> **Data for processing**:

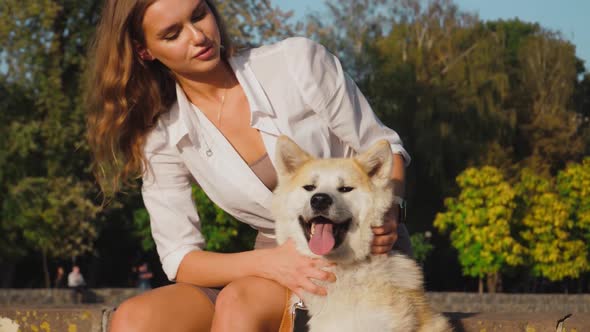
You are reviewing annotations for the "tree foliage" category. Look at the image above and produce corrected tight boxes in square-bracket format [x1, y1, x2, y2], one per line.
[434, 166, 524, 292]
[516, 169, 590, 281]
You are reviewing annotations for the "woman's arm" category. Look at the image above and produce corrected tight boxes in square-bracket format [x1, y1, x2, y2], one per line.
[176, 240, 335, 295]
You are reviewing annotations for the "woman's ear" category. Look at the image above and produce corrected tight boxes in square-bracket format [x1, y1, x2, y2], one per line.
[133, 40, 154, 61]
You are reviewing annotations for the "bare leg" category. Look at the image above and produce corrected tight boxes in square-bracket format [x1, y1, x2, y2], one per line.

---

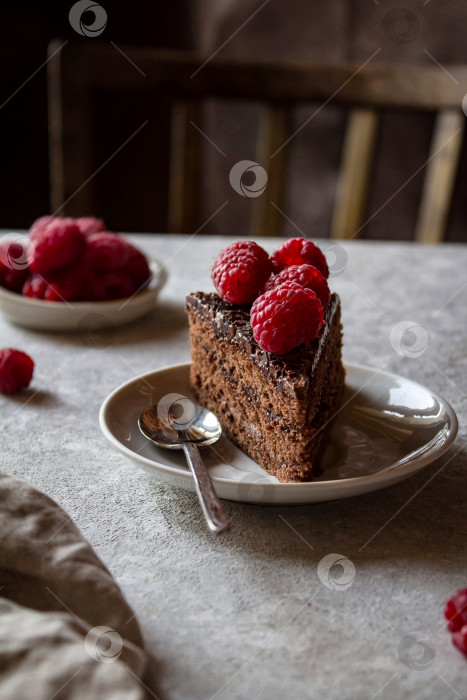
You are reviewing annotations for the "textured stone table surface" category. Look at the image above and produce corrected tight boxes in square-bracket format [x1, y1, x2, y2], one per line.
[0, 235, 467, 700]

---

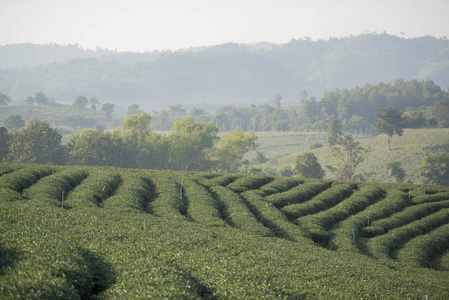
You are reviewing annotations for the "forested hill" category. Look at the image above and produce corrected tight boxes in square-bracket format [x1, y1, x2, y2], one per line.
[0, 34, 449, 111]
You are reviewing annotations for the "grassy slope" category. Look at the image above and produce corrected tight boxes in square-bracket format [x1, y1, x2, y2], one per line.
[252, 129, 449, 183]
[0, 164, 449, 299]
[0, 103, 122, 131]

> **Do this**:
Pick out and copy each line of the entries above that contains the string "woman".

> **Written answer**:
You are reviewing annotations for the "woman's arm" category. Look at the image above and produce corrected tight boxes in square-bracket format [x1, y1, x2, y2], one per line.
You are reviewing annotations for the "woman's ear" category. Look at the image above and produce corrected tight boxes in square-bracket format [x1, y1, x2, y2], one per line.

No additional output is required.